Short exercise — Scale the entries below: reproduce every line, including the requests, but multiply each coordinate in the answers by 0.4 and round it to a whole number, with halves rounding up. Leave the numbers in the requests and their format samples unchanged, and omit the pictures from your output.
:::
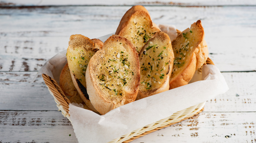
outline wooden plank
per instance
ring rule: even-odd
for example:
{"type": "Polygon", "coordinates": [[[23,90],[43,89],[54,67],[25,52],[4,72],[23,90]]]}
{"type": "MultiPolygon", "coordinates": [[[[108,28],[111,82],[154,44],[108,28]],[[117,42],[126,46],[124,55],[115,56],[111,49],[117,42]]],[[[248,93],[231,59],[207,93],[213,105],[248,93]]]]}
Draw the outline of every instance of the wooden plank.
{"type": "MultiPolygon", "coordinates": [[[[71,35],[92,39],[114,32],[130,7],[1,8],[0,71],[38,71],[46,60],[67,48],[71,35]]],[[[181,30],[201,19],[209,56],[221,71],[256,70],[256,35],[250,32],[256,31],[256,20],[252,18],[255,7],[146,8],[155,23],[174,24],[181,30]]]]}
{"type": "Polygon", "coordinates": [[[2,6],[41,6],[48,5],[116,5],[119,6],[133,5],[169,5],[169,6],[219,6],[219,5],[255,5],[255,2],[249,0],[239,1],[236,0],[211,0],[205,1],[197,0],[191,1],[188,0],[172,0],[171,1],[168,0],[130,0],[117,1],[114,0],[108,1],[81,1],[74,0],[72,2],[69,1],[62,1],[61,0],[51,1],[31,0],[26,0],[21,1],[18,0],[9,0],[2,1],[1,5],[2,6]]]}
{"type": "Polygon", "coordinates": [[[57,111],[0,111],[0,132],[1,143],[78,142],[71,123],[57,111]]]}
{"type": "MultiPolygon", "coordinates": [[[[204,112],[132,142],[255,143],[255,112],[204,112]]],[[[2,111],[0,119],[1,142],[77,142],[71,123],[57,111],[2,111]]]]}
{"type": "MultiPolygon", "coordinates": [[[[255,112],[256,72],[224,72],[229,90],[208,101],[206,112],[255,112]],[[239,83],[239,84],[238,84],[239,83]]],[[[35,72],[0,72],[1,110],[57,110],[42,78],[30,82],[35,72]]]]}
{"type": "Polygon", "coordinates": [[[255,143],[255,113],[203,112],[132,142],[255,143]]]}
{"type": "Polygon", "coordinates": [[[255,112],[256,72],[222,73],[229,89],[207,101],[206,112],[255,112]]]}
:::
Solution to the exercise —
outline wooden plank
per instance
ring rule: even-odd
for example:
{"type": "Polygon", "coordinates": [[[23,90],[43,89],[54,67],[25,52],[4,72],[23,90]]]}
{"type": "MultiPolygon", "coordinates": [[[[108,28],[111,82],[154,44],[108,28]],[[117,42],[126,46],[124,55],[115,56],[111,49],[117,42]]],[[[248,93],[231,59],[207,93],[213,105],[248,93]]]]}
Draw the outline of every instance of the wooden plank.
{"type": "MultiPolygon", "coordinates": [[[[28,14],[37,16],[46,13],[52,3],[0,3],[0,28],[15,28],[18,24],[27,19],[28,14]]],[[[72,12],[80,8],[84,22],[88,28],[102,28],[102,14],[100,13],[102,12],[102,8],[101,7],[102,3],[58,3],[62,9],[70,10],[72,12]]]]}
{"type": "Polygon", "coordinates": [[[1,2],[16,2],[19,2],[46,2],[48,2],[53,2],[68,2],[68,2],[88,2],[88,2],[102,2],[102,1],[100,0],[96,0],[94,0],[84,0],[82,0],[79,0],[76,0],[75,0],[69,0],[68,0],[67,0],[52,0],[47,0],[46,0],[43,0],[32,0],[30,0],[29,1],[28,0],[25,0],[24,0],[20,0],[12,0],[10,0],[8,0],[7,0],[4,0],[1,0],[0,2],[1,2]]]}
{"type": "Polygon", "coordinates": [[[23,44],[0,44],[0,53],[0,57],[31,57],[28,49],[23,44]]]}
{"type": "MultiPolygon", "coordinates": [[[[82,45],[53,57],[102,57],[102,45],[82,45]]],[[[1,44],[0,48],[0,57],[31,57],[28,49],[23,44],[1,44]]]]}
{"type": "MultiPolygon", "coordinates": [[[[102,45],[102,29],[90,29],[92,36],[83,40],[82,45],[102,45]],[[96,33],[96,34],[95,34],[96,33]]],[[[14,29],[0,29],[0,44],[23,44],[17,31],[12,33],[14,29]]]]}
{"type": "Polygon", "coordinates": [[[102,57],[102,45],[81,45],[53,57],[102,57]]]}
{"type": "Polygon", "coordinates": [[[102,45],[102,29],[89,29],[92,36],[83,40],[82,45],[102,45]]]}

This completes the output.